> [MATERIAL FOR THIS TASK]
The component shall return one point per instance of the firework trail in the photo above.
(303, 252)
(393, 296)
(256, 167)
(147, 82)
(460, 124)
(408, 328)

> [WHAT YOU WILL DO] Copy the lines above word for word.

> [FULL ANSWER]
The component shall return one point per instance of the firework trail in the photo above.
(303, 252)
(393, 296)
(256, 167)
(147, 82)
(460, 124)
(408, 328)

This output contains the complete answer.